====== Extract ======
# UK Soap and Drama Discussion > Coronation Street > The Rumour Mill >  Craig's new admirer

## tammyy2j

Craig will soon get a new admirer. Sophie Webster develops a huge crush on her sister Rosie's boyfriend which leads to alot of fighting between the sisters.

----------


## shannisrules

well i dont think craig will be interseted in her sister as they "love" each other cant see anything happening between them

----------


## Luna

oh god how will sally handle that

----------


## DaVeyWaVey

:Big Grin:   I somehow think that Craig would want to stick with Rosie  :Big Grin:

----------


## bakedbean

why would Sophie have a crush on Craig the show present him as sometimes not very bright and i know he has been through alot what with his dad being murdred by his sister and then his sister commiting suicide and his mum sent to prison.

----------


## Katy

haha, Sophies only a little girl everyone has crushes at the age of 12 or how ever old shes meant to be. I hope this is true as i like Sophie i think shes a really good character.

----------


## bakedbean

Her and Chesney should get together that would be a great partnership

----------


## Katy

yeh actually that would be a good storyline.

----------


## DaVeyWaVey

Yeah it would be great to see Chesney and Sophie together. Could add some comedy to the show with those two together  :Smile:

----------


## sexc-shannie

Hahaha :Lol:   this storyline would be so funny. When Rosie finds out she will be doing alot of her over the top acting what makes me laugh.

----------
====== Data excerpts ======
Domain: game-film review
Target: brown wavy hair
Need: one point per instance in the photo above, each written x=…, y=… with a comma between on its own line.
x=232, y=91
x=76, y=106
======
Please answer these questions about the Coronation Street forum thread:
(a) In the opening post, who does Sophie Webster develop a crush on?
(b) Who does bakedbean say Sophie should get together with?
(c) According to sexc-shannie, what will Rosie be doing a lot of when she finds out?

**Result of this exercise**
(a) Her sister Rosie's boyfriend, Craig.
(b) Chesney.
(c) Her over-the-top acting.